Whenever a line in the listing contains "feathered", copy that line.

▬▬▬▬▬▬

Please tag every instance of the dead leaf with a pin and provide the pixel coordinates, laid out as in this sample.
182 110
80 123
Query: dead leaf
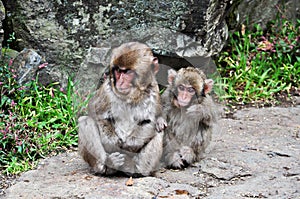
129 182
181 192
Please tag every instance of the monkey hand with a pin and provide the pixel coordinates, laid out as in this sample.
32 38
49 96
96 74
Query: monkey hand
115 160
176 161
161 124
187 154
200 111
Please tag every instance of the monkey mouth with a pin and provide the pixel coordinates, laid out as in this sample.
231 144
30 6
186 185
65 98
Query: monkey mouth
180 103
124 91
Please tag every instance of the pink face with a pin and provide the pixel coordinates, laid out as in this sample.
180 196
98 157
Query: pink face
185 95
124 78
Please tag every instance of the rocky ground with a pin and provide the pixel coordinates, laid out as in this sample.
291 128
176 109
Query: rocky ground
254 154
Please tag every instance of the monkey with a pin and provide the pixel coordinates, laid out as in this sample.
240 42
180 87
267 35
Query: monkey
190 114
123 131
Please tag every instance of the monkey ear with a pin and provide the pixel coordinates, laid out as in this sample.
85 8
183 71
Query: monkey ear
171 76
208 86
155 65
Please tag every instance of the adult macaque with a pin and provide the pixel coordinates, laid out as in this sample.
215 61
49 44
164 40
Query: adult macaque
124 128
190 114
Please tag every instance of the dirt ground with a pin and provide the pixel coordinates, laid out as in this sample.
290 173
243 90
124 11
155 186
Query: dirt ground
253 154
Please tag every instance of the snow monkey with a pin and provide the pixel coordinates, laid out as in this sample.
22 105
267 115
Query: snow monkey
190 115
124 127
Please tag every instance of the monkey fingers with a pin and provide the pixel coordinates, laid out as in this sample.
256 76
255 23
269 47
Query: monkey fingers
161 124
187 154
176 161
115 160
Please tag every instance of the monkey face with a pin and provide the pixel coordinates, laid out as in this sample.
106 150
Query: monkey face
185 94
123 79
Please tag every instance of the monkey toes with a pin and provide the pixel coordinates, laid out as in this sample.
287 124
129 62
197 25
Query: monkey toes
161 124
115 160
187 154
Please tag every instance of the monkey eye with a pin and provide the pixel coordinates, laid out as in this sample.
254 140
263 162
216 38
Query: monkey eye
191 90
124 71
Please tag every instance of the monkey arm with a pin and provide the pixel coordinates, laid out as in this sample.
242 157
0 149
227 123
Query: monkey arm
148 159
90 146
205 111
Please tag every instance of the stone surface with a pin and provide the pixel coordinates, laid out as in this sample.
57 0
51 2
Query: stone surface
255 154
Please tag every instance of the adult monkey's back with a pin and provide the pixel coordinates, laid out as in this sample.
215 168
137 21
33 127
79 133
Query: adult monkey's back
124 128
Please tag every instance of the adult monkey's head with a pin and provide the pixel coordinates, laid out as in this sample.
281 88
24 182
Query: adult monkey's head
132 70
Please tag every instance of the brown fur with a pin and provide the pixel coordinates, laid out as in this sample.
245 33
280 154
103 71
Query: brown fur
189 128
124 132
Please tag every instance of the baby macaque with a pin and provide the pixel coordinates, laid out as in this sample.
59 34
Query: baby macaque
190 115
124 128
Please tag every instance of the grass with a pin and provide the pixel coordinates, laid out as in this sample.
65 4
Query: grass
258 65
35 121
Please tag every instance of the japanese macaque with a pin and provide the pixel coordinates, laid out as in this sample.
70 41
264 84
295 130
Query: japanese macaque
190 115
124 127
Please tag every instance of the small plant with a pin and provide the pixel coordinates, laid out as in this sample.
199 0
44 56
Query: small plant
259 65
35 121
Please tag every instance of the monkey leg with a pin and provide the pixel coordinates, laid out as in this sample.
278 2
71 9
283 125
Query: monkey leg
148 159
90 146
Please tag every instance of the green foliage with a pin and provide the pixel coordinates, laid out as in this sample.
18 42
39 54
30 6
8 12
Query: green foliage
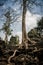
14 40
40 24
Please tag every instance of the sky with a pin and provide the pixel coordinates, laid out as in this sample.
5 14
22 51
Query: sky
31 19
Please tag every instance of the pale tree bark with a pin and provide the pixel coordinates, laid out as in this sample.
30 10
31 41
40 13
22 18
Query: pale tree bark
24 36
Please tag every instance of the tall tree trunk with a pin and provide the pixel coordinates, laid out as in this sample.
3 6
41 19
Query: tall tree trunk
24 36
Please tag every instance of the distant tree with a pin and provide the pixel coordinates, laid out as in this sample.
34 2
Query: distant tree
6 26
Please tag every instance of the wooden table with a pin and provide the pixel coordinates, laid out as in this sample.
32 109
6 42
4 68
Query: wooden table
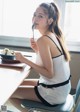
11 78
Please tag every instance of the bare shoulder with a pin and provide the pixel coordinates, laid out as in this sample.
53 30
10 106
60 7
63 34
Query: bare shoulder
42 40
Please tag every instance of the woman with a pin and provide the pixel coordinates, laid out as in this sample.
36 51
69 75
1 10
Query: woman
52 64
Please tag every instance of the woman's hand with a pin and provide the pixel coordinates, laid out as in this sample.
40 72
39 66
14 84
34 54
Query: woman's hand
34 45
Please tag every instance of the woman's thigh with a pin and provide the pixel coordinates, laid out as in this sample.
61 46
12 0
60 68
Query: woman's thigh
25 93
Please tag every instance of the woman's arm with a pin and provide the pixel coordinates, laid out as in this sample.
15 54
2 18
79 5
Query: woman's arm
44 50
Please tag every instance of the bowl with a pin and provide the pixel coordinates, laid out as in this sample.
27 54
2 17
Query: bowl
7 57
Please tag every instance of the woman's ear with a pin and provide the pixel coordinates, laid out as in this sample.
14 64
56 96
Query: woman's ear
50 21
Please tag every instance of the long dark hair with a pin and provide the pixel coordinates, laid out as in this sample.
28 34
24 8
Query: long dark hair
53 12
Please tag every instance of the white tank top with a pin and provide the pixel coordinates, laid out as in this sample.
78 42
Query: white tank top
61 67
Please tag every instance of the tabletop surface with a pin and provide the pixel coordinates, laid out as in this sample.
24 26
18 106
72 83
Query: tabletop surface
11 78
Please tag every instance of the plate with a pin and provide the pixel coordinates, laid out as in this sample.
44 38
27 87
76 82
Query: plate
9 57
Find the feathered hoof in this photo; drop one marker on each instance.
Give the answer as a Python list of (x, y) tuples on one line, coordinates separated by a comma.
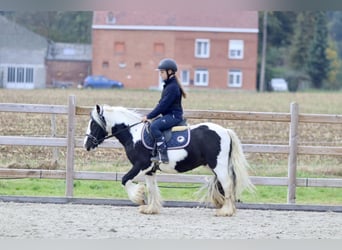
[(139, 194), (147, 209), (220, 213)]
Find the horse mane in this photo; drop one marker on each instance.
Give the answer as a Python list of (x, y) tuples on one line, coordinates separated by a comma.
[(116, 115), (96, 117)]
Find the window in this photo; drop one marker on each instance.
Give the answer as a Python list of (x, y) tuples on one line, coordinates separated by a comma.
[(236, 48), (185, 77), (202, 48), (105, 64), (201, 77), (11, 74), (20, 75), (234, 78), (159, 48), (119, 48), (29, 75), (111, 18)]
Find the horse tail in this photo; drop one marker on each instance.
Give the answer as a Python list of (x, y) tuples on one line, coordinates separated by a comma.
[(240, 166)]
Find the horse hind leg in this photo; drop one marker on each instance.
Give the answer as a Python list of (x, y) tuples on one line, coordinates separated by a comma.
[(226, 186), (154, 201)]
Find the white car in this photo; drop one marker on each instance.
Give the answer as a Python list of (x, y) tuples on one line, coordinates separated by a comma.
[(279, 84)]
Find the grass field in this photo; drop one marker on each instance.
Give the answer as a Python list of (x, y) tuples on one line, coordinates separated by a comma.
[(115, 160)]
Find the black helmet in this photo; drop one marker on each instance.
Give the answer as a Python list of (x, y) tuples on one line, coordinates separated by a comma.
[(167, 64)]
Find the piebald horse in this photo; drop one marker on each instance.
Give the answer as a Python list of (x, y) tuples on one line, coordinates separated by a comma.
[(210, 145)]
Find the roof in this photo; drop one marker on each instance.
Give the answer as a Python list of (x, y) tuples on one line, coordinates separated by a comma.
[(216, 14), (15, 36), (69, 52)]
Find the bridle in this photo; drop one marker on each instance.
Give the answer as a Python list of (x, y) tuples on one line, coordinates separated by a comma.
[(96, 141)]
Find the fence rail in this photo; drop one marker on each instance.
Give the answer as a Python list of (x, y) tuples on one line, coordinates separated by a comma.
[(71, 142)]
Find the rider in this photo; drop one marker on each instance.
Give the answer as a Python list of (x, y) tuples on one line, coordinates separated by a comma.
[(169, 107)]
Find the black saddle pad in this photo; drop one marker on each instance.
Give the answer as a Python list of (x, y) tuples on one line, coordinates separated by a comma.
[(176, 137)]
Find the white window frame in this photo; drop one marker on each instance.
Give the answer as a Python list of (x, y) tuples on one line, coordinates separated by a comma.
[(236, 49), (235, 78), (201, 77), (185, 77), (202, 48), (20, 74)]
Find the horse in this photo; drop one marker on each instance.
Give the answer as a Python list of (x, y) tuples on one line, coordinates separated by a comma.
[(210, 145)]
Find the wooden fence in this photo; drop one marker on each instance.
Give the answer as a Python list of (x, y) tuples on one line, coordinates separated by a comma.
[(71, 142)]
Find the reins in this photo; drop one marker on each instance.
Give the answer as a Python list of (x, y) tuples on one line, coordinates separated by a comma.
[(96, 141), (121, 130)]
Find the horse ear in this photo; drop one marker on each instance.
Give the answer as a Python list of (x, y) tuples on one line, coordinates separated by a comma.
[(98, 108)]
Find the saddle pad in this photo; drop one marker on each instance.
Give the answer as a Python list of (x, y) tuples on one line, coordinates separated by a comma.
[(180, 137)]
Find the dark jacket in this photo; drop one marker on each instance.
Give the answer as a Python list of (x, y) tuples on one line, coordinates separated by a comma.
[(170, 101)]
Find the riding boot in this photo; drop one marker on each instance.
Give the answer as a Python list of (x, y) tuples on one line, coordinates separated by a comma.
[(161, 152)]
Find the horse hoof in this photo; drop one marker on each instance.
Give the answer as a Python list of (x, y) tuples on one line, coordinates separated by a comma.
[(146, 209), (220, 213)]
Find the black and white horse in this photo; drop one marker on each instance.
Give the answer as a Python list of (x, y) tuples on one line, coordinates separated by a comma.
[(210, 145)]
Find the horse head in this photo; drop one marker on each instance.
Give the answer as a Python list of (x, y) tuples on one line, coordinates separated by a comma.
[(96, 131)]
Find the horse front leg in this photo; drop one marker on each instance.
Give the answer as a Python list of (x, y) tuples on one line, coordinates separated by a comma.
[(135, 192), (154, 201)]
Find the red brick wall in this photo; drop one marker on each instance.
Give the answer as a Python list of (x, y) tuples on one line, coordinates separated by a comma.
[(136, 67)]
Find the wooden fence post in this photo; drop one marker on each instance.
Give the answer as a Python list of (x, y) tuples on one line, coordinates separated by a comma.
[(70, 146), (53, 134), (292, 160)]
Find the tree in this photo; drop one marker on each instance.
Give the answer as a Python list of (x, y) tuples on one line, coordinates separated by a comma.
[(318, 64), (303, 33), (58, 26)]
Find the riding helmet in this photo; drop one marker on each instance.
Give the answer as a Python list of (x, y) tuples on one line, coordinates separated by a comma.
[(167, 64)]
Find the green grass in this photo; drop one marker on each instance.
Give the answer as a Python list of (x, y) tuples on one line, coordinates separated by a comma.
[(169, 191)]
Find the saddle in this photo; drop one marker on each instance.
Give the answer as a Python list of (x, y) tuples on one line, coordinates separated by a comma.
[(176, 137)]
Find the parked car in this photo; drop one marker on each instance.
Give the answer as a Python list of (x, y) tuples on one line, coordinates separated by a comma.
[(279, 84), (101, 82)]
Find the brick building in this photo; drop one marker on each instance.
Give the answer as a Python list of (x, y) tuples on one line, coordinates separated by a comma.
[(215, 49), (67, 64)]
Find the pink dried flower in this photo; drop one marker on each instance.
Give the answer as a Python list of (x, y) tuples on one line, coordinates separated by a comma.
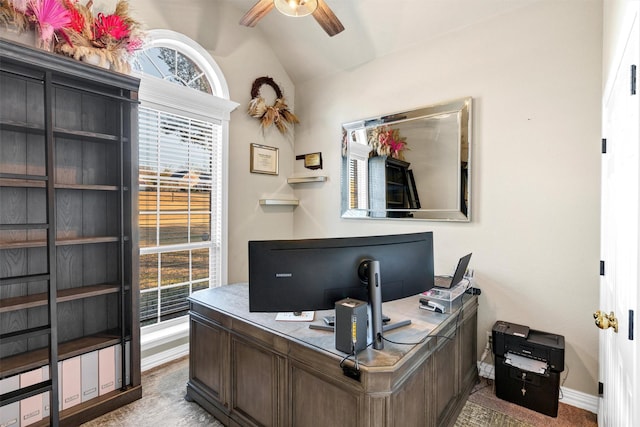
[(110, 25), (50, 15)]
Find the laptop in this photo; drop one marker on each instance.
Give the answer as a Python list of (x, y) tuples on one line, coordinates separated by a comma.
[(448, 282)]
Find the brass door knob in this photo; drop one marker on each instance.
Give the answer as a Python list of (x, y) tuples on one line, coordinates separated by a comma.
[(604, 320)]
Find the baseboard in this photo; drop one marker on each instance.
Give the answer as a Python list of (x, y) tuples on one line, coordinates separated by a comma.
[(568, 396), (161, 344), (163, 357)]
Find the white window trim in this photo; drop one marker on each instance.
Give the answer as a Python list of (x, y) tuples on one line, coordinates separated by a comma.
[(155, 92)]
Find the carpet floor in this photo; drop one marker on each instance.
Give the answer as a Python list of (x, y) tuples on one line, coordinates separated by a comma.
[(163, 404)]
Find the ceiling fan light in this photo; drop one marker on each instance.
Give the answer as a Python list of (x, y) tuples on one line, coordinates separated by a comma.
[(296, 8)]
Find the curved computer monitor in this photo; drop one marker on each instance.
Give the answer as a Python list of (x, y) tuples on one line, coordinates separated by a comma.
[(312, 274)]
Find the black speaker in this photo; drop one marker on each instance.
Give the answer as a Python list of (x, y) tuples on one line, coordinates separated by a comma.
[(351, 325)]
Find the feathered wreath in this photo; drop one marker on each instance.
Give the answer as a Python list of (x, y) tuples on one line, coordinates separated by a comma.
[(277, 114)]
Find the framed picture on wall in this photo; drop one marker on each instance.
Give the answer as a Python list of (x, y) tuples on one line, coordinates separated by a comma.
[(264, 159)]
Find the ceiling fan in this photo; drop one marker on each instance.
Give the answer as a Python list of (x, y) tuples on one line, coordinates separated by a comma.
[(318, 8)]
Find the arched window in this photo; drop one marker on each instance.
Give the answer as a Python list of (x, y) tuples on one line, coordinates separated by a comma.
[(183, 136)]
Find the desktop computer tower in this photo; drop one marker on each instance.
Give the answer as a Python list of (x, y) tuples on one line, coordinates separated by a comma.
[(351, 325), (528, 366)]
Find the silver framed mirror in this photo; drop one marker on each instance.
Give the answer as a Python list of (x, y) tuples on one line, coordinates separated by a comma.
[(409, 165)]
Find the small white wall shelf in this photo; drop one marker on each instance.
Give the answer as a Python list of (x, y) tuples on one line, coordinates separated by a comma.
[(279, 202), (303, 179)]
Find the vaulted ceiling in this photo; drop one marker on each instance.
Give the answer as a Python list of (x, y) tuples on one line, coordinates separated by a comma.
[(373, 28)]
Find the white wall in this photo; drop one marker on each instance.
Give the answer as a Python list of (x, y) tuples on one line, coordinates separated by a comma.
[(535, 77), (243, 56)]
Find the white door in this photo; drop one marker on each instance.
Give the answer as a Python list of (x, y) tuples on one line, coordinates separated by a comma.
[(619, 352)]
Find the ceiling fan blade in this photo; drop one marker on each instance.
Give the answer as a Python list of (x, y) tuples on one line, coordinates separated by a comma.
[(327, 19), (256, 13)]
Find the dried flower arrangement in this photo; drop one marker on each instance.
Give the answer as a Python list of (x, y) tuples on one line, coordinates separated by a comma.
[(385, 141), (277, 114), (72, 29)]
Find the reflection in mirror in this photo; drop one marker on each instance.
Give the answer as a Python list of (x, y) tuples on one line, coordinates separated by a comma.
[(414, 164)]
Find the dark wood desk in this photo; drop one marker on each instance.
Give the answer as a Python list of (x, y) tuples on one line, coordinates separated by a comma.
[(247, 369)]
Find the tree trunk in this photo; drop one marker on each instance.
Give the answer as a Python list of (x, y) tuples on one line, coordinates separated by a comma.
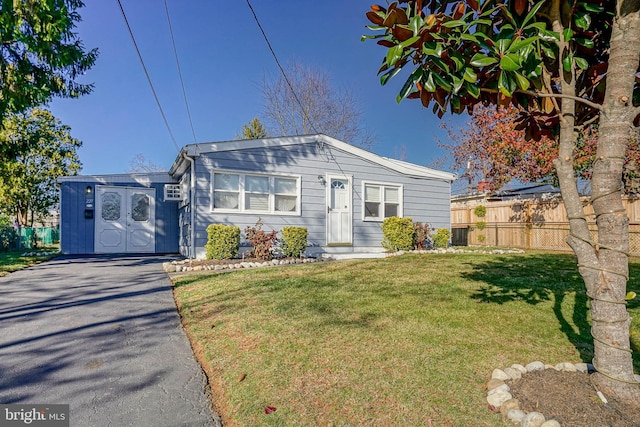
[(604, 265)]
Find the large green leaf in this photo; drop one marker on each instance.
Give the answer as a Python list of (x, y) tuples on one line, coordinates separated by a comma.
[(472, 89), (506, 83), (442, 82), (536, 7), (480, 60), (453, 24), (470, 75), (522, 81), (510, 62), (388, 75), (394, 54), (520, 44), (405, 44)]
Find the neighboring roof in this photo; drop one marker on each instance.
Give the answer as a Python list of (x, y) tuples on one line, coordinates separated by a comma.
[(140, 178), (410, 169)]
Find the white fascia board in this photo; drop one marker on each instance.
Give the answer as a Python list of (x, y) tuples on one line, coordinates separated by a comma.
[(140, 178), (406, 168)]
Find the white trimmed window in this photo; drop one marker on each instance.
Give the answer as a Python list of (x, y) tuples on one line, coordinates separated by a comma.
[(172, 192), (249, 193), (382, 201)]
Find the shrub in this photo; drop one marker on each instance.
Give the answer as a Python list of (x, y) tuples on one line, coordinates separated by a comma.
[(294, 241), (8, 237), (261, 242), (421, 235), (223, 241), (441, 239), (398, 234), (480, 211)]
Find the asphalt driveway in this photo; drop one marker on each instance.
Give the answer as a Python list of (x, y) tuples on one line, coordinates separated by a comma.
[(103, 335)]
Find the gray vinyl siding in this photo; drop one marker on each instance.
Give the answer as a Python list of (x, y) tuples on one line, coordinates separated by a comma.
[(425, 200), (77, 232)]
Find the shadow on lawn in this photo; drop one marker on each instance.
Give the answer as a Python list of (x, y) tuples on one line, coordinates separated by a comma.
[(546, 278)]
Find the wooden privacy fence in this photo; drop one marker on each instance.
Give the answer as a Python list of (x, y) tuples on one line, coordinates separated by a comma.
[(527, 224)]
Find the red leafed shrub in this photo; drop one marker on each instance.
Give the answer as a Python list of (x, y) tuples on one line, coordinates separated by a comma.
[(261, 241)]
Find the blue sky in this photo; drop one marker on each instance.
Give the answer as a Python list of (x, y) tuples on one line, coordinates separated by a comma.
[(224, 58)]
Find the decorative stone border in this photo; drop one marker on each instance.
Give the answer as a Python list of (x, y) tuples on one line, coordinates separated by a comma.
[(185, 265), (502, 401)]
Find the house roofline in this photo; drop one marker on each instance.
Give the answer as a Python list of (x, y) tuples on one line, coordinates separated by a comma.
[(141, 178), (194, 150)]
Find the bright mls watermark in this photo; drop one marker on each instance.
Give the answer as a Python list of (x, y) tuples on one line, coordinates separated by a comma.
[(34, 415)]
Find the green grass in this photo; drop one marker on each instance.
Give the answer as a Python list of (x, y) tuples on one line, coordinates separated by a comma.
[(14, 261), (409, 340)]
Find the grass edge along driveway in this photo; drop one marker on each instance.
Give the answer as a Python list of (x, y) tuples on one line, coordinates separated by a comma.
[(409, 340)]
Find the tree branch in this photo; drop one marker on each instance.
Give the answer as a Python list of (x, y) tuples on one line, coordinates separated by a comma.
[(551, 95)]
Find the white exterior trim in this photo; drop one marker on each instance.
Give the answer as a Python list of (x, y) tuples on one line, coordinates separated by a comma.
[(400, 187)]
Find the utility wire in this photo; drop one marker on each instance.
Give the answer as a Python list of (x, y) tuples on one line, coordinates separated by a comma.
[(175, 53), (286, 79), (146, 73)]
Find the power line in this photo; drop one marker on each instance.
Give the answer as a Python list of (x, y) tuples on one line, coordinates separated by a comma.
[(286, 79), (175, 53), (146, 73)]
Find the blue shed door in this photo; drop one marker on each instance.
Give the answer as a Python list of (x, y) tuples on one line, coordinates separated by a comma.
[(125, 220)]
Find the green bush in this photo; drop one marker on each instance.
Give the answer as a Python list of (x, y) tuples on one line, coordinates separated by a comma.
[(294, 241), (398, 234), (441, 239), (8, 238), (480, 211), (223, 241)]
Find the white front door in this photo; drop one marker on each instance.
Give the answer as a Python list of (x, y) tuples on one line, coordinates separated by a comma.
[(125, 220), (339, 211)]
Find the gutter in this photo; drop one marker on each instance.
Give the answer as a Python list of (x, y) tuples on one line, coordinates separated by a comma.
[(192, 195)]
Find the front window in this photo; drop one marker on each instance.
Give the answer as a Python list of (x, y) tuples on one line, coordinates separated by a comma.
[(382, 201), (255, 193)]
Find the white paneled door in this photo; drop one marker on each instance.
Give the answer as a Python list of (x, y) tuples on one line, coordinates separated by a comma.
[(125, 220), (339, 211)]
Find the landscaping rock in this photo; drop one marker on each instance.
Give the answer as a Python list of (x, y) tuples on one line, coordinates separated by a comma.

▬▬▬▬▬▬

Solution for this problem:
Find the feathered hoof in this photo; drop one marker on each instance.
Find the feathered wreath in this photo; drop one marker on each instance.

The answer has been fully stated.